*Exercise material*
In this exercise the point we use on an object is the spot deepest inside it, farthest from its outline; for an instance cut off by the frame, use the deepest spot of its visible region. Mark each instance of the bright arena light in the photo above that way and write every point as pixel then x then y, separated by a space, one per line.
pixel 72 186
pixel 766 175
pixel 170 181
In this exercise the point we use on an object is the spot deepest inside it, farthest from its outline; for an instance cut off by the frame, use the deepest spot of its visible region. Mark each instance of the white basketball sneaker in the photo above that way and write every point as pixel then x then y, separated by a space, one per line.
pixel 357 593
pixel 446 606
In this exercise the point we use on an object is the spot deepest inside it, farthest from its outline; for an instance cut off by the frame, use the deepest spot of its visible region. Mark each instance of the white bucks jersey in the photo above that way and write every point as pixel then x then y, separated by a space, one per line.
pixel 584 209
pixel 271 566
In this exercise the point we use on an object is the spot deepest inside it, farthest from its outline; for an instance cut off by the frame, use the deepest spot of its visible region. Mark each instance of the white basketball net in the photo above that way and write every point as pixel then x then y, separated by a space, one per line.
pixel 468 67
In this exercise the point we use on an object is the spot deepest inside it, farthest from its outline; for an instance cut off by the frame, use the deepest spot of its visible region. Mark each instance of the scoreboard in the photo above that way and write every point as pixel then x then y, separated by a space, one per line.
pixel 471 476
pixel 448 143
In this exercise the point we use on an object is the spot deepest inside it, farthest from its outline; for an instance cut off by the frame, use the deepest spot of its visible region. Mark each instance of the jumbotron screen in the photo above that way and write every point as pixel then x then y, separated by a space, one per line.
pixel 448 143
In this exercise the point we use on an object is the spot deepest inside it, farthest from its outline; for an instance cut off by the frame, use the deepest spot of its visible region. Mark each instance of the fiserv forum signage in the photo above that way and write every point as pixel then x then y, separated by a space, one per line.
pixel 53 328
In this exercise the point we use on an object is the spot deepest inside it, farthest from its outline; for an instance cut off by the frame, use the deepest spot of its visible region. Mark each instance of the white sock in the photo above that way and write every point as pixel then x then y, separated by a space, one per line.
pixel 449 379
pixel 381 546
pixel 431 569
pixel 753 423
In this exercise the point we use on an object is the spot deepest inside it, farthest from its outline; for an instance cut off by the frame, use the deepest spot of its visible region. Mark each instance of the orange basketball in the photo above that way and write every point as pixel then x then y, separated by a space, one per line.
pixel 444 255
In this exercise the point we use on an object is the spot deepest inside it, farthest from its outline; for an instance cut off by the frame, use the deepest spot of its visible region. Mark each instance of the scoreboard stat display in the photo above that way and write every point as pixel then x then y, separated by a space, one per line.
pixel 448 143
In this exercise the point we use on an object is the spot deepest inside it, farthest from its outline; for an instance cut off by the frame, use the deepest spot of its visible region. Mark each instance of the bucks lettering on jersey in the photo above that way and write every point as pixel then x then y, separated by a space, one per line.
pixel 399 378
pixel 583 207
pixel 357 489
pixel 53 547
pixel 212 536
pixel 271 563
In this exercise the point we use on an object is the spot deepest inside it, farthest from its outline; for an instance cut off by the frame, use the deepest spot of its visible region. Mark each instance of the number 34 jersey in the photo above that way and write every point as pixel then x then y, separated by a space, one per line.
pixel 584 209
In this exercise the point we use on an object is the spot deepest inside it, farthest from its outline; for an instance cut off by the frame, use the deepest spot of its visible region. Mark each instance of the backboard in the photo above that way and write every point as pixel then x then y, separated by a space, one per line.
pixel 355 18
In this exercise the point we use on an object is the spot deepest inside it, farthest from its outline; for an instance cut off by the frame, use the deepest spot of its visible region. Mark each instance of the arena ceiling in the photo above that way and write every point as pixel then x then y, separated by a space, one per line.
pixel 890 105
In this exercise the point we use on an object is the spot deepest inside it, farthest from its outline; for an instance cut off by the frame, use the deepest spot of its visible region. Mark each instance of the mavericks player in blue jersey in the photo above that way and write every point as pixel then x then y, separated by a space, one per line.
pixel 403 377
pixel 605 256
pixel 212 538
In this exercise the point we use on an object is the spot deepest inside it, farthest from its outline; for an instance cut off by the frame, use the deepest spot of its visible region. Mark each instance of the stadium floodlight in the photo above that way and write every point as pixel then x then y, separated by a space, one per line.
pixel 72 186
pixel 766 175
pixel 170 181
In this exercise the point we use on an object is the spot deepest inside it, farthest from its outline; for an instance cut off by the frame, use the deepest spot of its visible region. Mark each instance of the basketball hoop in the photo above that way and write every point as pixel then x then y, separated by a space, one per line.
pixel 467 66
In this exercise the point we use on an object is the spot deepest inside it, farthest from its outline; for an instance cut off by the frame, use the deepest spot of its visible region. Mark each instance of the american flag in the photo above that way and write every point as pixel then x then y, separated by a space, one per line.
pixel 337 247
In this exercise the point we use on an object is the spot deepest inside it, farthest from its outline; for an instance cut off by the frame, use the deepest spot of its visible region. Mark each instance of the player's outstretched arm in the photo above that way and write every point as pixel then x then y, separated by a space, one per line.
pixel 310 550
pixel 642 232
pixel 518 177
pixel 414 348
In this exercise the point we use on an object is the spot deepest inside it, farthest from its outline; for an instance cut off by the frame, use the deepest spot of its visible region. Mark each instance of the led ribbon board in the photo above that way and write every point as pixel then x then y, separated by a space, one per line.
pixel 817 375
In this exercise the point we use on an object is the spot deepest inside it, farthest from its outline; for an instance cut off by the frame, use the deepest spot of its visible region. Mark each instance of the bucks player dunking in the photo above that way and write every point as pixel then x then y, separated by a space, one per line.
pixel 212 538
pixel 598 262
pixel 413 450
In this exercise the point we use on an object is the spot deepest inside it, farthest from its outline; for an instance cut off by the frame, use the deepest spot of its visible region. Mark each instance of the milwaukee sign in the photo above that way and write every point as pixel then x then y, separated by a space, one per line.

*Written instruction*
Return each line of the records above exactly as it reads.

*Final answer*
In this exercise the point we use on an object is the spot deepest inside it, farthest from its outline; for an instance cut off by the frame, use the deepest spot of its visible region. Mark each instance of the bright arena light in the photo above that way and write every point as pixel then x then y, separated by a space, one per line.
pixel 72 186
pixel 766 175
pixel 170 181
In this exercise the point we use on an object is the spot deepest inside it, farthest from its outline; for an instance cut off by the frame, use the deepest spot of its visible region. Mark each instance of the white basketball sneaker in the photo above that way and write every point as pixel then x then y, separated by a space, one per line.
pixel 357 593
pixel 446 606
In this exercise the point we use on an object is the spot deepest inside it, farthest from its outline; for an instance cut off by the frame, use the deepest spot of its visible region. Mark each instance of the white bucks jersey in the photo above that way and write every point as pixel then x then y, separated by a space, one per line.
pixel 584 209
pixel 271 566
In this exercise the point we use on an object is the spot deepest inside it, farthest from its outline; for an instance cut off by the frame, use the deepest spot of its visible region. Mark each instance of the white basketball net in the photo above that way and write every point as pixel then x then y, separated by a space, one per line.
pixel 468 67
In this exercise the point we use on an object is the spot deepest inside it, farthest from its outline; for an instance cut off by the frame, use the deepest spot of its visible region. Mark each instance of the scoreboard in the photo above that way and write every point as pixel then x then y, separated by a space, one per line.
pixel 471 476
pixel 448 143
In this exercise the point we use on an object is the spot deepest inside it, farthest from its outline; for an instance cut off by the frame, use the deepest spot of its visible region. Mark each instance of the jumbotron screen in the photo above that way and write every point as pixel then x then y, separated by a space, one per line.
pixel 448 143
In this exercise the point we use on an object is the spot deepest inside it, farthest from its outline; for an instance cut off by the frame, use the deepest spot of its visible region. Mark each instance of the fiserv forum signage in the photo above that way and write every point as pixel then x then y, separated by a space, one per line.
pixel 53 328
In this exercise the point we use on an object is the spot deepest inside it, farthest from its outline; for an instance cut off by the frame, use the deepest spot of its visible region. Mark each instance of the white sock in the photo above that way and write every point as pixel then x then y, separated by a space, one per line.
pixel 449 379
pixel 381 546
pixel 431 569
pixel 753 423
In this exercise the point we use on an object is the spot deepest inside it, farthest from its outline; for an instance cut off by the frame, use the deepest spot of its visible region. Mark each instance of the orange basketball in the photo above that way and write every point as pixel then x then y, separated by a space, one per line.
pixel 444 255
In this exercise the point we use on an object is the spot deepest inside it, farthest from its outline; for an instance cut off by the frame, use the deepest spot of its visible region. Mark each instance of the scoreboard stat display in the photo above that way and write every point as pixel then x then y, separated by a space, one per line.
pixel 448 143
In this exercise the point we use on an object is the spot deepest inside it, farthest from its outline; for an instance cut off by the frame, use the deepest spot of its visible region. Mark each instance of the bucks lettering on jersey in the photo above that way and write every point as pixel then x then y, separated by a space, one per line.
pixel 399 378
pixel 583 207
pixel 357 489
pixel 53 547
pixel 212 536
pixel 271 563
In this exercise the point we use on an object is the spot deepest inside it, farthest from its outline; for an instance cut off by the frame, use the deepest spot of its visible region. Mark each instance of the number 34 jersey in the photo above that way and write every point as pixel then x then y, separated by a space, one per line.
pixel 584 209
In this exercise the point we use on an object is the spot deepest inside it, farthest from its outline; for an instance cut off by the frame, use the deepest spot of its visible region. Mark each instance of the backboard in the photo above that way and write every point as pixel then x then y, separated by a space, one per line.
pixel 355 18
In this exercise the point we use on an object is the spot deepest inside it, farthest from its outline; for an instance cut off by the frame, use the deepest spot of its visible region. Mark each instance of the arena ceiling in the photo above that way and write every point as pixel then x then y, separated by a space, one per line.
pixel 890 105
In this exercise the point we use on an object is the spot deepest inside it, farthest from its outline; for an instance cut off by the frame, use the deepest spot of its visible region. Mark each instance of the mavericks player in blue jersey in the photo above that way and write every point as pixel then x then y, separated by a space, one per line.
pixel 403 377
pixel 605 256
pixel 212 538
In this exercise the point we use on an object is the spot deepest inside it, farthest from its outline; for an instance cut off by the frame, use the deepest spot of its visible region. Mark each instance of the stadium floodlight in the photo above that way and write every point as pixel then x then y, separated by a space, one per line.
pixel 72 186
pixel 766 175
pixel 170 181
In this exercise the point we use on an object is the spot deepest inside it, farthest from its outline; for an instance cut off by the frame, use the deepest spot of its visible region. Mark each instance of the basketball hoop in the photo above that way and write every point as pixel then x then y, separated by a space, one per line.
pixel 467 66
In this exercise the point we use on an object is the spot deepest inside it, farthest from its outline; for an instance cut off by the frame, use the deepest spot of its visible region. Mark each instance of the american flag in the photo above that way and write every point as pixel then x then y, separated by a space, one per line.
pixel 337 247
In this exercise the point we use on an object is the spot deepest inside it, farthest from its outline; for an instance cut off by the frame, use the deepest spot of its visible region. Mark each instance of the player's outstretched arm in the photo above that way and write every point as pixel then x then y, separated by a space, one per line.
pixel 310 550
pixel 642 232
pixel 518 177
pixel 414 348
In this exercise the point we use on an object is the spot deepest inside it, farthest from its outline; for an instance cut off by the frame, use the deepest spot of its visible region. Mark each instance of the led ribbon board in the photo above that way and write every point as pixel then x then y, separated by a space, one per line.
pixel 817 375
In this exercise the point we use on an object is the spot deepest inside it, farthest from its outline; for an instance cut off by the frame, use the deepest spot of its visible region. Mark each instance of the bucks player dunking in the photo above that way and write every point as pixel then x then y, separated by a space, one per line.
pixel 212 538
pixel 598 262
pixel 413 450
In this exercise the point we use on an object is the spot deepest inside it, farthest from its outline; for an instance cut off by the frame, use the deepest spot of its visible region. Mark each instance of the milwaukee sign in the photo above that way and write every point as pixel then x then y, separated by a space, one per line.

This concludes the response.